Instructions for the task ->
Every record below is to be restated word for word, and no picture is to be copied.

Dataset entries:
============
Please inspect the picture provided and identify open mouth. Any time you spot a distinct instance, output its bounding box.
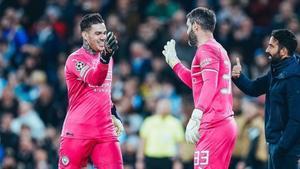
[265,52,272,60]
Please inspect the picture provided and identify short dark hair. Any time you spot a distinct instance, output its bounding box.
[186,7,216,32]
[80,13,104,32]
[271,29,298,55]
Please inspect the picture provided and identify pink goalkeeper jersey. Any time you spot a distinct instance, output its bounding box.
[61,47,116,140]
[174,38,233,129]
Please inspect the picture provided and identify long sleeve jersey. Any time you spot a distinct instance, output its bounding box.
[61,47,116,141]
[173,39,233,128]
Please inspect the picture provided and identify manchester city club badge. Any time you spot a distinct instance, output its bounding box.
[61,155,70,166]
============
Expected answer ->
Please inspect the picture provided and identify open mouth. Any time you spot a distinct instance, output its bounding box.
[265,52,272,60]
Please inspect the picture provided and identify short dark hair. Any time you spot a distinct instance, output its bounding box.
[186,7,216,32]
[80,13,104,32]
[271,29,298,55]
Please inspect the picture provided and identify pink goalkeeper jersey. Any time you spot a distinct instance, output its bounding box.
[61,47,116,140]
[174,38,233,129]
Please inspect the picture provided and identify long sleeve jersey. Any time you spot a distinct instance, output its bounding box.
[61,47,116,141]
[173,39,233,128]
Please inspect the picture provided and identify manchester city club badge. Any time you spot a distinct instance, output its bounding box.
[61,155,70,166]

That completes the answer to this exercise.